- Task to complete -
What is needed is a verbatim copy of all the records.

- Information shown -
= Beginning of Section =

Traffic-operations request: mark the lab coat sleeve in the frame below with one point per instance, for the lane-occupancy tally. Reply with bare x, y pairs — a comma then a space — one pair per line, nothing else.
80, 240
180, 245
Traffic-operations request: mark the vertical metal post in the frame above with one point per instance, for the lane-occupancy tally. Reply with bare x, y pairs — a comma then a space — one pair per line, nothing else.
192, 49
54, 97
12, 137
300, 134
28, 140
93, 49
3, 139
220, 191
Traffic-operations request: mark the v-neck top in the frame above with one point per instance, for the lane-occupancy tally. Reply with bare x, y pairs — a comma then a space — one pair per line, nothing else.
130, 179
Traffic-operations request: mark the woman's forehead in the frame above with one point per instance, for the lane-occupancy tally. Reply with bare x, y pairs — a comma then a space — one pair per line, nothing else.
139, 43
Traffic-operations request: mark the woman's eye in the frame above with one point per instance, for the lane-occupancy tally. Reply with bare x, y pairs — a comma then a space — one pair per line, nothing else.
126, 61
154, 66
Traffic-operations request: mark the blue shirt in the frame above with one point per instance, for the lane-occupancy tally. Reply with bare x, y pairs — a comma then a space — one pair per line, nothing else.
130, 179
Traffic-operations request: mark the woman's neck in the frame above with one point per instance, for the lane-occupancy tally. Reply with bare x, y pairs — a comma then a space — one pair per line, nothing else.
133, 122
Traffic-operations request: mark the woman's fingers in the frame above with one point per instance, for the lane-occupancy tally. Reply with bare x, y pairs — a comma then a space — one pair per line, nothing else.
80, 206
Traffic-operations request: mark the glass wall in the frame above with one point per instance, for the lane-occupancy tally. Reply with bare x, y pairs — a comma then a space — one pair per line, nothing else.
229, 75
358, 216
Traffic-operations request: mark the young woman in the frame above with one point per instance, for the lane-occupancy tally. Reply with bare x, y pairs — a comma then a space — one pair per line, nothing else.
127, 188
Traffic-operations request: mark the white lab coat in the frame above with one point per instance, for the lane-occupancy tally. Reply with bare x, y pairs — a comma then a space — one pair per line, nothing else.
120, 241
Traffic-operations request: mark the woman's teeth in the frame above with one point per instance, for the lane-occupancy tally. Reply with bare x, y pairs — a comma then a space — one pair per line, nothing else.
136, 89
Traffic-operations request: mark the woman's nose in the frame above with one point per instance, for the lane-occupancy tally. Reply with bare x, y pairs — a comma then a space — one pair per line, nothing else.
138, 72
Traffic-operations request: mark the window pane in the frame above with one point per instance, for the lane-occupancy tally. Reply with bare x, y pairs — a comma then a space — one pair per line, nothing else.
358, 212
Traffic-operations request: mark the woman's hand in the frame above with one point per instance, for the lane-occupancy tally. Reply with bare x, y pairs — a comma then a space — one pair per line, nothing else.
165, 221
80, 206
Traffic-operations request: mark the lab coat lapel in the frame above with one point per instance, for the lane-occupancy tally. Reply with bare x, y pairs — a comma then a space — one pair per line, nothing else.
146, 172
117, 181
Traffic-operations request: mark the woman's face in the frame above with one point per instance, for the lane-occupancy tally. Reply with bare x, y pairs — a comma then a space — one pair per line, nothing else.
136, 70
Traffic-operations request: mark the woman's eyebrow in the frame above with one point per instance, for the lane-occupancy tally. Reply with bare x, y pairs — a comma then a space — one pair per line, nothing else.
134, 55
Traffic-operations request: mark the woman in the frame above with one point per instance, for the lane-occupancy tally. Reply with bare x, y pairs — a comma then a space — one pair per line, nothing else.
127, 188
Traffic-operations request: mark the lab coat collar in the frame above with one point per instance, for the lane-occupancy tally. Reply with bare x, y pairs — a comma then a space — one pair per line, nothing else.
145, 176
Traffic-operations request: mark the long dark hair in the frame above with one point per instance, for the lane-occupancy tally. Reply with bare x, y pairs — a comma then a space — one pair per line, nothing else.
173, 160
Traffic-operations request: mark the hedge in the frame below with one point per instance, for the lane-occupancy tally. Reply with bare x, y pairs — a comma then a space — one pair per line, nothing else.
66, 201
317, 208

= End of Section =

- Task result -
Traffic-operations request: mark the lab coat sleeve in the frame below with one point per instance, for the lane-occupancy tally. Reply with bare x, y pairs — a comma then a space — one pair per line, nothing else.
80, 240
180, 245
Traffic-operations request: mark the vertical metal post in the frame above with one point per instance, for the lane-occupancy tally. Reply with bare x, y pairs — a comma then a space — one pair per line, nothing else.
192, 49
54, 97
12, 137
300, 134
28, 140
93, 49
3, 139
220, 191
Traffic-operations request: mark the v-neck top in the frame above with one point per instance, for the lane-occupancy tally. Reply with bare x, y pairs — a comma then a space — one pair per line, nothing else.
130, 179
Traffic-operations request: mark the woman's forehead in the frame above with one point per instance, for the lane-occupancy tally. Reply with bare x, y pairs — a comma then a space — one pair per line, nothing else.
139, 43
Traffic-operations request: mark the woman's eye in the frame above with one point per instance, for the lane-occupancy tally. Reply with bare x, y pairs — a comma then a space — one pair per line, nothing else.
126, 61
154, 66
Traffic-operations request: mark the blue shirt in the frame above with one point per instance, for the lane-occupancy tally. Reply with bare x, y pairs — a comma then a space — one pair per line, nothing else.
130, 179
Traffic-operations request: mark the woman's neck in the frame above with one point per instance, for the lane-occupancy tally. Reply with bare x, y pairs — a comma then a space — one pair per line, nothing else.
133, 122
Traffic-operations request: mark the woman's fingers in the frame above with one point per instance, for the lane-occupancy tally. Reply with bare x, y pairs — a comma then a space — one pair per line, nothing else.
80, 206
Traffic-operations request: mark the glass wall in the frame above with one point per instance, for the lane-occupancy tally. Reply with bare x, y pairs — a comma then a space — one pair per line, nothing else.
229, 75
358, 216
Traffic-operations request: mark the young woman in the frame above with one point per instance, for the lane-occupancy tally. Reply with bare x, y pairs — a comma then a space — one pair per line, nothing else.
127, 188
Traffic-operations request: mark the white lab coat in the frame above with one point per instance, for the lane-occupancy tally. Reply with bare x, y pairs — a comma then a space — one pair per line, nothing else.
120, 241
Traffic-operations request: mark the woman's teeth in the frame above with one point per instance, for the lane-occupancy tally. Reply with bare x, y pairs — a comma then a space — one pair per line, nothing else.
136, 89
Traffic-operations request: mark the woman's nose in the frame above with one point per instance, for the lane-occupancy tally. Reply with bare x, y pairs — a comma then a space — one pair per line, nothing else.
138, 72
Traffic-operations request: mark the window pane in the frame above with one point per instance, for the lane-occupancy tally. Reply with bare x, y pairs — a comma then a space — one pair per line, nothing else.
358, 212
Traffic-operations request: mark the woman's hand in the frame above with one point per instance, for the lane-occupancy tally. Reply with bare x, y pairs — a comma then a space — one pair per line, nothing else.
165, 221
80, 206
Traffic-operations request: mark the lab coat lapel in the frame above with one point per instance, for the lane-occupancy tally. Reply with bare x, y pairs — a comma then a space — one pair per line, nothing else.
146, 172
117, 181
Traffic-operations request: mark the woman's face in the frame above with one point per instance, for the lane-occupancy tally. Reply with bare x, y pairs — a comma then a space — one pair per line, nothing else.
136, 70
Traffic-operations request: mark the woman's eyebrow in the frame above with one point per instance, for the lane-occupancy tally. Reply with bare x, y pairs — a comma then a space — one pair per line, nothing else.
134, 55
Traffic-operations request: mark the woman in the frame above with one point per instance, for the lane-occupancy tally. Reply with bare x, y pairs — a comma then a space — one pair per line, nothing else.
127, 188
Traffic-operations request: mark the lab coat collar in the frame above with one point per instance, for the lane-occupancy tally. Reply with bare x, y pairs — a comma then a space — one pair per line, nothing else.
145, 176
Traffic-operations request: mark the long dark hair in the frame above with one point per instance, for the lane-occupancy tally. Reply with bare x, y pairs — a comma then a space — one pair per line, nothing else.
173, 160
Traffic-operations request: mark the hedge in the frame below with one point per instance, for the lane-occupancy tally. Reply with bare x, y pairs — a comma then a space — one pair per line, nothing else.
66, 201
317, 208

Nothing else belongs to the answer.